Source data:
Begin
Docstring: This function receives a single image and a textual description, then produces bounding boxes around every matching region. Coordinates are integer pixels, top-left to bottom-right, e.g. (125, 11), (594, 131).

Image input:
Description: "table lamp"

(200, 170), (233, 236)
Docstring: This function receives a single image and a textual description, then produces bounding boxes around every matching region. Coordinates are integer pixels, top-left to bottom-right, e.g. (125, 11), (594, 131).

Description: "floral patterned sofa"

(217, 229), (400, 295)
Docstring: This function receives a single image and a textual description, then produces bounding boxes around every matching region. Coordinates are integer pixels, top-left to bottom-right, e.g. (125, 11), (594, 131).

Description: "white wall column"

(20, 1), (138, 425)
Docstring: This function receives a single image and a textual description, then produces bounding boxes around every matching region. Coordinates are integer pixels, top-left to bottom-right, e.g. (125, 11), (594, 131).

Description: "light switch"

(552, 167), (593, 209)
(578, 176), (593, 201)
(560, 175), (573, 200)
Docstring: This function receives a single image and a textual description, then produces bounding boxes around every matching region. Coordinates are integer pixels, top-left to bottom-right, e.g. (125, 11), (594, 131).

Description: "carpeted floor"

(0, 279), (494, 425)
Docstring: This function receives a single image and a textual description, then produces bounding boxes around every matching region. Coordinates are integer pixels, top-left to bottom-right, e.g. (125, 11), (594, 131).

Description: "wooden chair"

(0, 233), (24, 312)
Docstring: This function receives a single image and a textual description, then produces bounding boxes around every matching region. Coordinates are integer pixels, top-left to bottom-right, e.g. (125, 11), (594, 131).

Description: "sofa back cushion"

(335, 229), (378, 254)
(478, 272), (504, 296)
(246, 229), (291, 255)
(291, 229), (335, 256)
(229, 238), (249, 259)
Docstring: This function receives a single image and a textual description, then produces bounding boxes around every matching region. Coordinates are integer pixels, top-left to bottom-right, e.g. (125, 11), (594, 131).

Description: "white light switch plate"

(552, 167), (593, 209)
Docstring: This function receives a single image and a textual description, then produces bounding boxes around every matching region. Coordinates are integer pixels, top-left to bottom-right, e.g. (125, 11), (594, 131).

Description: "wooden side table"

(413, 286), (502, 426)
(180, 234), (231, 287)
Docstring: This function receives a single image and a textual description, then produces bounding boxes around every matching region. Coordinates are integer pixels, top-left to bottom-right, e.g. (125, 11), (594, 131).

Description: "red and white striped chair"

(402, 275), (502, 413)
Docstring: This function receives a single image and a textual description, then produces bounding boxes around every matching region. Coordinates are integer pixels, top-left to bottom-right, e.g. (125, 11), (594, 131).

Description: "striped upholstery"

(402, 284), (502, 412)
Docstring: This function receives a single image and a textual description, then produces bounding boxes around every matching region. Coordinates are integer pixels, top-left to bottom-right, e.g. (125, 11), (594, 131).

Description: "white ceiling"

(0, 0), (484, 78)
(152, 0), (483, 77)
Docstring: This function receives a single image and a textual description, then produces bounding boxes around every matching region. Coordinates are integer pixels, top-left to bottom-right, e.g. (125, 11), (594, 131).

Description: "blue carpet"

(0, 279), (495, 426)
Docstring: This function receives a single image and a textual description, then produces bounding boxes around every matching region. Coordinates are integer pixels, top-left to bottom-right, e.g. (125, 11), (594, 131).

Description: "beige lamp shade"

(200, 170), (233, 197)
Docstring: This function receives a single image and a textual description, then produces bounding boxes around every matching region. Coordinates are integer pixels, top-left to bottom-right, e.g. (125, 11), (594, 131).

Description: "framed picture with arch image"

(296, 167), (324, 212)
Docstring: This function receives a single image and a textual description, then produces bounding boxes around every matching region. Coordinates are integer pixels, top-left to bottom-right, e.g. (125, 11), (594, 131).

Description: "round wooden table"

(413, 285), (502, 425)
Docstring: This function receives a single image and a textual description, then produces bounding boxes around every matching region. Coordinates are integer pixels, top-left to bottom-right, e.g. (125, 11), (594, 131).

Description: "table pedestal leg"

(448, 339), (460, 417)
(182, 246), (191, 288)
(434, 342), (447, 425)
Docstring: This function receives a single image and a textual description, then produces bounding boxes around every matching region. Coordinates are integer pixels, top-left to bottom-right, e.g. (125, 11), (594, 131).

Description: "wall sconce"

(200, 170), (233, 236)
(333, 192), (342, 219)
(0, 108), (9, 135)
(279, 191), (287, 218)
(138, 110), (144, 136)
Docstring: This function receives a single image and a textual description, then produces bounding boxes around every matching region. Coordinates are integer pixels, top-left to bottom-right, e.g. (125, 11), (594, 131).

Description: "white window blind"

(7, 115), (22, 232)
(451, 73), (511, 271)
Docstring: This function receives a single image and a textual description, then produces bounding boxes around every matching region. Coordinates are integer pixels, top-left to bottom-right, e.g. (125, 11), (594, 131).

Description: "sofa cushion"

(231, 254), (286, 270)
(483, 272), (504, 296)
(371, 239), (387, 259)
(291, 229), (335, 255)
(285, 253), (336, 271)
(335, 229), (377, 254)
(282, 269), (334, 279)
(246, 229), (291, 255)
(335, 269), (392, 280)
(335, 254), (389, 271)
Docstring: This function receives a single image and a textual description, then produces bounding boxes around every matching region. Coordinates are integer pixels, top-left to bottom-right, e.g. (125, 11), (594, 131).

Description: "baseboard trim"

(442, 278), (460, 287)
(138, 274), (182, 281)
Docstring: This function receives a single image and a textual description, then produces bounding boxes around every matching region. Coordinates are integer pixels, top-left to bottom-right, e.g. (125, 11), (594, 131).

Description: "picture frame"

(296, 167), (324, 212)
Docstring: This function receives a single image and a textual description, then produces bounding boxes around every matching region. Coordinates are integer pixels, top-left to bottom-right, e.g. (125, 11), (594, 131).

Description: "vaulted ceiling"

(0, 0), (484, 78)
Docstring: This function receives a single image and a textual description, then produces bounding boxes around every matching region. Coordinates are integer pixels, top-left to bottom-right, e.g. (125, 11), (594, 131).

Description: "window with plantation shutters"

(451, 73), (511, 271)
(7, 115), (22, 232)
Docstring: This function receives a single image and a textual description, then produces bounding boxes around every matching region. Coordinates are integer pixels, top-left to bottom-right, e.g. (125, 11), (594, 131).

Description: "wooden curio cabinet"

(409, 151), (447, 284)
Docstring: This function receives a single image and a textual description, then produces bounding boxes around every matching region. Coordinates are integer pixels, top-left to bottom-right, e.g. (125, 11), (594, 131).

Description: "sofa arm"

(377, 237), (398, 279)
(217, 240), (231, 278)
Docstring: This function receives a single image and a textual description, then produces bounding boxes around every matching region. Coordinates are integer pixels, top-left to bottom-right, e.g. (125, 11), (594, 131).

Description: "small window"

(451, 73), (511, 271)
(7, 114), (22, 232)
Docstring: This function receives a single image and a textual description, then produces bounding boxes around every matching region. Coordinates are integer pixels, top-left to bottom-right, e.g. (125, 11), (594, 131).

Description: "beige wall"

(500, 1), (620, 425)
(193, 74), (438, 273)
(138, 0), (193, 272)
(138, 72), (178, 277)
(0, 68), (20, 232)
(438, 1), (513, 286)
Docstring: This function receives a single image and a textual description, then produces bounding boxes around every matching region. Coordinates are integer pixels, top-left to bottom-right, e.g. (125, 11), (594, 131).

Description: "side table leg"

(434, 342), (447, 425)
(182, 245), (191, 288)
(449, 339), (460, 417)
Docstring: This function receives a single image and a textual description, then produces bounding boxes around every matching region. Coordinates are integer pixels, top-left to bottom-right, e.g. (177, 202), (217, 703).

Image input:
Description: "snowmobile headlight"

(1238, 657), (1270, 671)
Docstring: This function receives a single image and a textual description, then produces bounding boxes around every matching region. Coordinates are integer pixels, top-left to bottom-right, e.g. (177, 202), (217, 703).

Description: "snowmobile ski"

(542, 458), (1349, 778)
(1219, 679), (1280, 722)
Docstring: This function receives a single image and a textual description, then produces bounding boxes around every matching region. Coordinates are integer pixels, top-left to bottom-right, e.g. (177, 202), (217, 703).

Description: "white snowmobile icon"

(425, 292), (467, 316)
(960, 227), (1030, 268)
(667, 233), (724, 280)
End
=== Written request ===
Show every line of the entries above that contains the word "window". Case counts.

=== Response to the task ===
Description: "white window blind"
Description: "window with plantation shutters"
Description: "small window"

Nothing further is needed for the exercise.